---------- Ausgelesener Text ----------

Chronik/Wien

Tägliche Schläge für eine Schwangere? Wende bei Prozess in Wien

Dass der 22-Jährige ein Aggressionsproblem hat, bekommen Zuhörer im Wiener Landesgericht am Dienstag noch vor der Verhandlung zu hören. "Keine Fotos, du F*", beschimpft er eine Fotografin, dann stellt er sich in ein Winkerl, tritt von einem Bein nervös aufs andere.

Was die Staatsanwältin dem Slowaken wenig später vorwirft, ist allerdings eine andere Liga. Der junge Mann soll seine schwangere Freundin täglich geschlagen haben. Mit der Hand, der Faust oder einem Gürtel. Er soll sie bis zur Bewusstlosigkeit gewürgt haben, die heiße Asche seines Joints auf ihren Bauch fallen haben lassen, ihr ein Küchenmesser in den Oberschenkel gerammt haben. Und vieles mehr. Ihr Handy soll er zerstört haben - damit sie keinen Kontakt zur Außenwelt halten konnte. Arztbesuche waren nur selten erlaubt, selbst in der Wohnung habe sie sich nicht frei bewegen dürfen.

---------- Vorliegende Liste ----------

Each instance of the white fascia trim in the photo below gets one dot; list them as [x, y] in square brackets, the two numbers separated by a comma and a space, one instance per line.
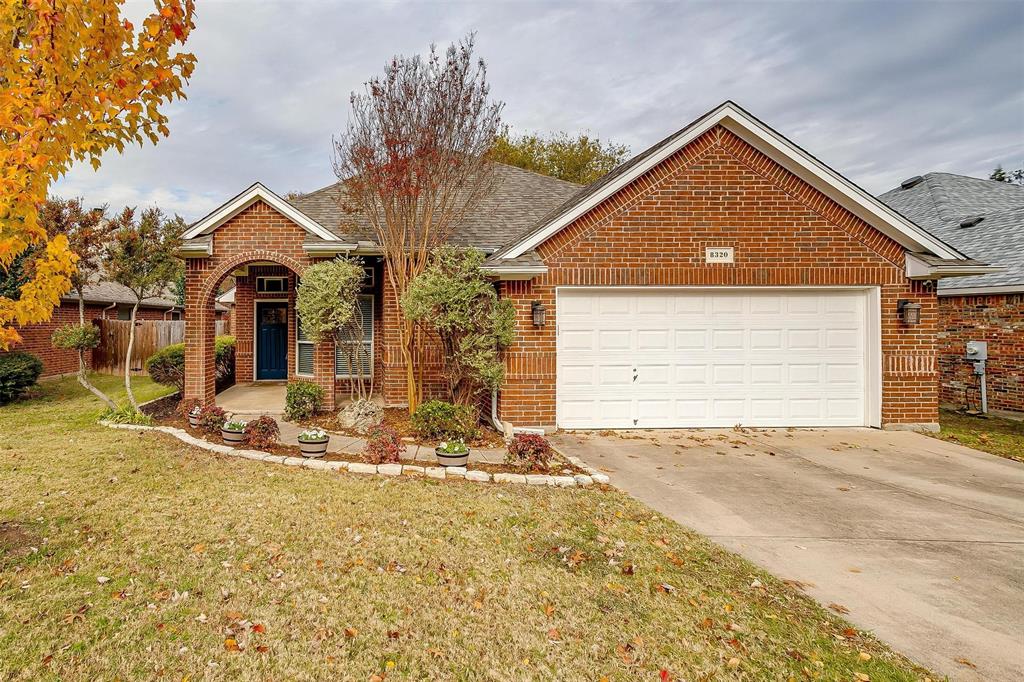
[507, 272]
[790, 157]
[983, 291]
[329, 248]
[248, 198]
[919, 269]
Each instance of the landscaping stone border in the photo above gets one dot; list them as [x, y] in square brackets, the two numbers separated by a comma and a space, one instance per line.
[592, 476]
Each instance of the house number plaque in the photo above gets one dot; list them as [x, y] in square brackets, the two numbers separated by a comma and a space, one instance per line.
[718, 255]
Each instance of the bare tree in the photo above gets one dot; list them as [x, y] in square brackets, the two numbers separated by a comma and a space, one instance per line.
[414, 162]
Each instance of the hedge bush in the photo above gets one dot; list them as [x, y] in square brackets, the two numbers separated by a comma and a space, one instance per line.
[18, 370]
[167, 366]
[303, 399]
[443, 421]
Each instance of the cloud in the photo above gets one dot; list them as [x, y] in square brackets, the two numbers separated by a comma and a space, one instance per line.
[878, 91]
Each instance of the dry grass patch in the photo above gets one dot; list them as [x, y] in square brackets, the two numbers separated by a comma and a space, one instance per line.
[160, 560]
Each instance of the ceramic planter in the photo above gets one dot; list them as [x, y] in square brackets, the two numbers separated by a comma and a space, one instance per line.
[232, 437]
[452, 460]
[314, 448]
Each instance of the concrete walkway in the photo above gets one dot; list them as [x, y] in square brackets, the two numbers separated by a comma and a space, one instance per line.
[923, 541]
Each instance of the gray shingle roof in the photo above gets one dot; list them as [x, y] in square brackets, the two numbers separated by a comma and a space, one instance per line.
[942, 201]
[519, 201]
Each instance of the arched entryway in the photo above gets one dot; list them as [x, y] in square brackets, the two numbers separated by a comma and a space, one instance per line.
[265, 327]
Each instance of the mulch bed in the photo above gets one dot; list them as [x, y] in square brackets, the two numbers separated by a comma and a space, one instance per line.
[165, 413]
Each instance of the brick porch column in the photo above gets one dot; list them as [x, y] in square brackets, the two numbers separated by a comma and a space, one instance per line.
[200, 334]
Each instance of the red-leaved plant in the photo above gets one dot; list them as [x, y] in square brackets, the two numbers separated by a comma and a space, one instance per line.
[384, 446]
[262, 432]
[529, 452]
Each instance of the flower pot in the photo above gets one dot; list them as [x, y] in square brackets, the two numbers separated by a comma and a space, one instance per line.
[452, 460]
[232, 437]
[313, 448]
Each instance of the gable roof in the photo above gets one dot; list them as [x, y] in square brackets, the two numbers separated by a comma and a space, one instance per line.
[762, 137]
[519, 200]
[940, 202]
[256, 192]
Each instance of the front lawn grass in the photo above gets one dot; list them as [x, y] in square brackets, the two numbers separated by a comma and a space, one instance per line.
[128, 555]
[990, 434]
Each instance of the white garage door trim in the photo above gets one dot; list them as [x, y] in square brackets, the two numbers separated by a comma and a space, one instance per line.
[871, 344]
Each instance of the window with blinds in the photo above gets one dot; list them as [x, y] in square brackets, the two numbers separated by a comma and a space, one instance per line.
[355, 358]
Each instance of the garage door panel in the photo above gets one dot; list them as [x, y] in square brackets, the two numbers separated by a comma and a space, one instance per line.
[712, 358]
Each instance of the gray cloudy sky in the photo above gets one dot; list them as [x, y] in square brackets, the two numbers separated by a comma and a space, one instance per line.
[880, 91]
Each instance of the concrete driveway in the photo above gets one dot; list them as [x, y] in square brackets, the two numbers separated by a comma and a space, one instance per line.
[921, 540]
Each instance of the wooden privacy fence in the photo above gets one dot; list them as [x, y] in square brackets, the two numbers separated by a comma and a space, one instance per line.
[151, 336]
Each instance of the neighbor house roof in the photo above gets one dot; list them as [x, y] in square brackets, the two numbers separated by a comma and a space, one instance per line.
[949, 206]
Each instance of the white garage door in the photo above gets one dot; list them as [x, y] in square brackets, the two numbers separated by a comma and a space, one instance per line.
[678, 357]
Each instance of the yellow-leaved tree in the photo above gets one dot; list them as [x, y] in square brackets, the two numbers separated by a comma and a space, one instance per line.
[76, 79]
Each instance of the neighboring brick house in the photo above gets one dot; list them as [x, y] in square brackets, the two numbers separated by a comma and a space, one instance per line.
[985, 219]
[722, 276]
[103, 300]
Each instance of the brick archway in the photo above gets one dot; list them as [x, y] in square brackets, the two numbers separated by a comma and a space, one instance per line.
[202, 280]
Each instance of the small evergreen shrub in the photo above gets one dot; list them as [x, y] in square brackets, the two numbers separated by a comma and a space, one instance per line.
[76, 337]
[529, 452]
[18, 370]
[167, 366]
[262, 432]
[439, 420]
[126, 414]
[384, 446]
[303, 399]
[212, 418]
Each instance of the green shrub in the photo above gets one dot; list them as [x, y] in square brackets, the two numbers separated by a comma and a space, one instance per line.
[262, 432]
[167, 366]
[383, 446]
[18, 370]
[211, 418]
[303, 399]
[76, 337]
[126, 414]
[443, 421]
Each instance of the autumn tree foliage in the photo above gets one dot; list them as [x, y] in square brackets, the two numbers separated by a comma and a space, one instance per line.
[87, 231]
[413, 161]
[140, 255]
[76, 80]
[579, 159]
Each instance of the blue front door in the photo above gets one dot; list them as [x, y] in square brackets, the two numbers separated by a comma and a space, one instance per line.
[271, 341]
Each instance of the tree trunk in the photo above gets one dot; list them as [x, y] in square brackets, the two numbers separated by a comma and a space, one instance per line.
[131, 342]
[83, 374]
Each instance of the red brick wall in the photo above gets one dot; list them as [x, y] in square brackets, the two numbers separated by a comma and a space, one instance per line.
[258, 233]
[720, 192]
[36, 338]
[997, 320]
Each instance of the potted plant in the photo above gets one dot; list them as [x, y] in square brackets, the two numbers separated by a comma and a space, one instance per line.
[233, 432]
[453, 454]
[313, 442]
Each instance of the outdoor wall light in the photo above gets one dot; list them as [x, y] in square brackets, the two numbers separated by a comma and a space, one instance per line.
[909, 312]
[540, 313]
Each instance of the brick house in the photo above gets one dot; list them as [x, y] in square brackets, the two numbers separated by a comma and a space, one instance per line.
[985, 219]
[724, 275]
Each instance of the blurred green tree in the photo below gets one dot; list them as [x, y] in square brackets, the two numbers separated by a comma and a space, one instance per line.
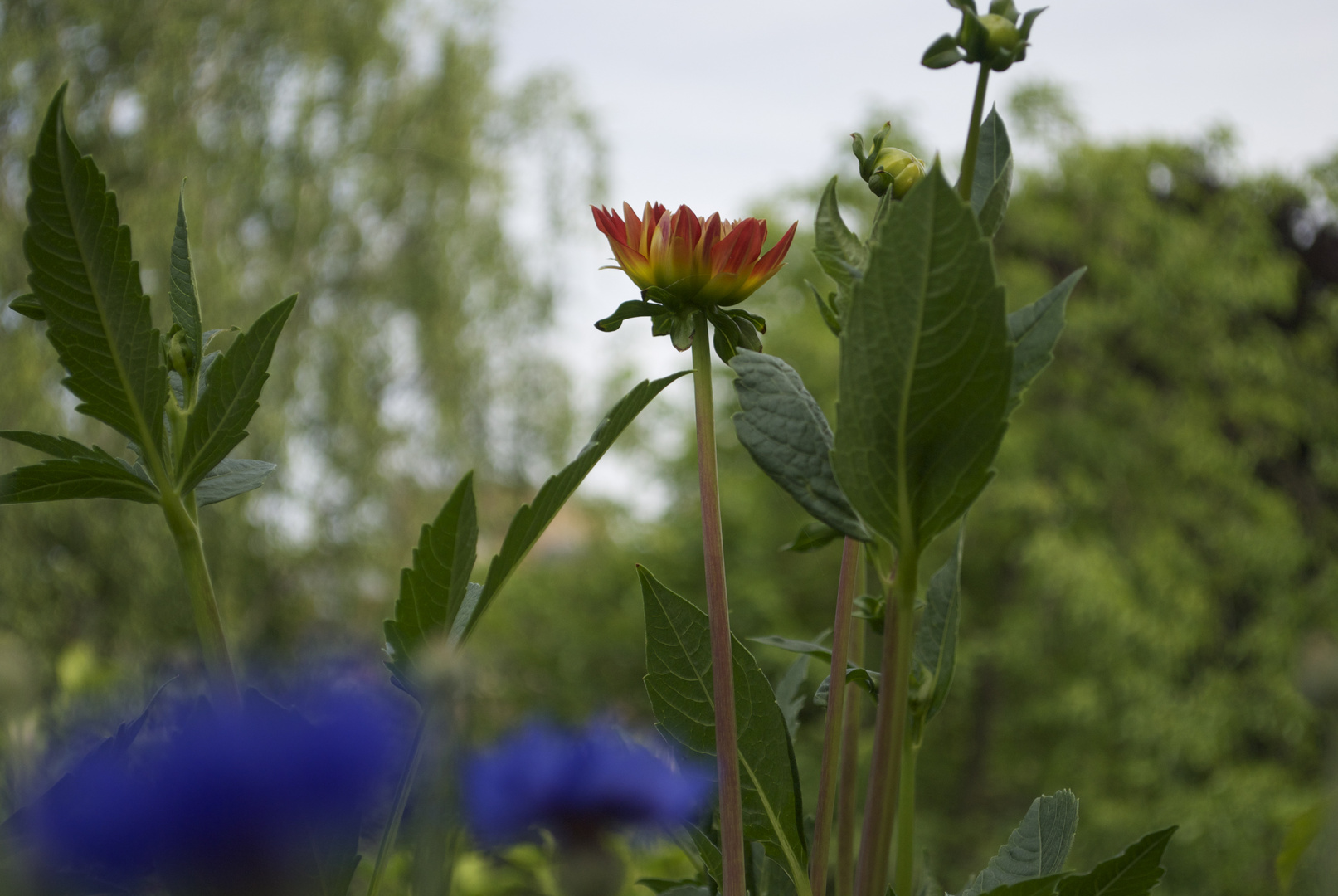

----------

Deine Aufgabe: Setz den Bericht über den Prozess am Wiener Landesgericht nach seinem letzten Satz fort.

Ergebnis:
"Frau war sein Eigentum"

"Er sah die Frau als sein Eigentum. Er war krankhaft eifersüchtig", sagt die Staatsanwältin. Die tägliche Gewalt habe schließlich zu einem Notkaiserschnitt geführt, bei der Geburt fielen den Ärzten die zahlreichen Hämatome auf.

Der Angeklagte allerdings dürfte die Vorwürfe nicht allzu ernst nehmen. "Sie lügt", meint er und winkt lachend seinem Vater zu, der ganz hinten im Gerichtssaal die Verhandlung verfolgt. Er fiel dem Richter schon zuvor auf. "Sie brauchen keine Sonnenbrille hier, es ist nicht so hell."

Erfahrung mit der Justiz hat der 22-Jährige jedenfalls schon gesammelt. Insgesamt drei Vorstrafen gehen auf sein Konto, unter anderem wegen schweren Raubes und schwerer Körperverletzung. Gegen den Mann besteht seit längerer Zeit ein Aufenthaltsverbot. "Deshalb konnte ich ja gar nicht in Österreich sein", bestreitet er sämtliche Vorwürfe.

Schnell schwanger

Kennengelernt hatte die Frau den Angeklagten über Facebook. "Ich bin dann am Wochenende zu ihm in die Steiermark gefahren", schildert sie. Dort habe er nämlich bei seiner Familie gewohnt - trotz Aufenthaltsverbots. Nach zwei weiteren Besuchen zog die 20-Jährige zu ihm, brach sogar ihre Lehre in Wien ab. "Ich bin dann schnell schwanger geworden."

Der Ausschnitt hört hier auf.